▸ What to work on
**1.** Which usernames appear in square brackets in the resistance thread?
**2.** Could you transcribe the resistance thread, starting at "[jbriggs444]" and ending at "calculate the KE."?

▸ Text section
Resistance: Definition & Difference Explained

[Sho Kano]

Handwaving the concern away.. Add a trivial slope to each step.

Meaning if you drop a ball straight down on a step, it will bounce off horizontally?

 

[jbriggs444]

Meaning if you drop a ball straight down on a step, it will bounce off horizontally?

It's an analogy. It is not meant to be taken literally. The hypothetical bowling ball falls down, loses its kinetic energy in an inelastic collision with the next stop down, gently rolls to the edge of the step and falls again. The cycle repeats.

 

[Dale]

Is that because of the small mass?

Yes. It is a worthwhile exercise to actually calculate the KE.

So if there is no change in kinetic energy, the potential energy must be the one contributing to the heat? I thought heat was from collisions of the electrons

It is a needless complication. Electrons are not little billiard balls coliding with bigger billiard balls, and actually modeling their behavior is fairly complicated. All of the energy transfer can be understood purely classically in terms of the fields, which is my preference.

▸ Data section
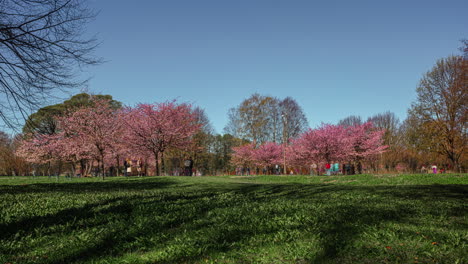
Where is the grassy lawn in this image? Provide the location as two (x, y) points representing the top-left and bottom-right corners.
(0, 174), (468, 264)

▸ Exercise solutions
**1.** Sho Kano, jbriggs444, Dale

**2.**
[jbriggs444]

Meaning if you drop a ball straight down on a step, it will bounce off horizontally?

It's an analogy. It is not meant to be taken literally. The hypothetical bowling ball falls down, loses its kinetic energy in an inelastic collision with the next stop down, gently rolls to the edge of the step and falls again. The cycle repeats.

 

[Dale]

Is that because of the small mass?

Yes. It is a worthwhile exercise to actually calculate the KE.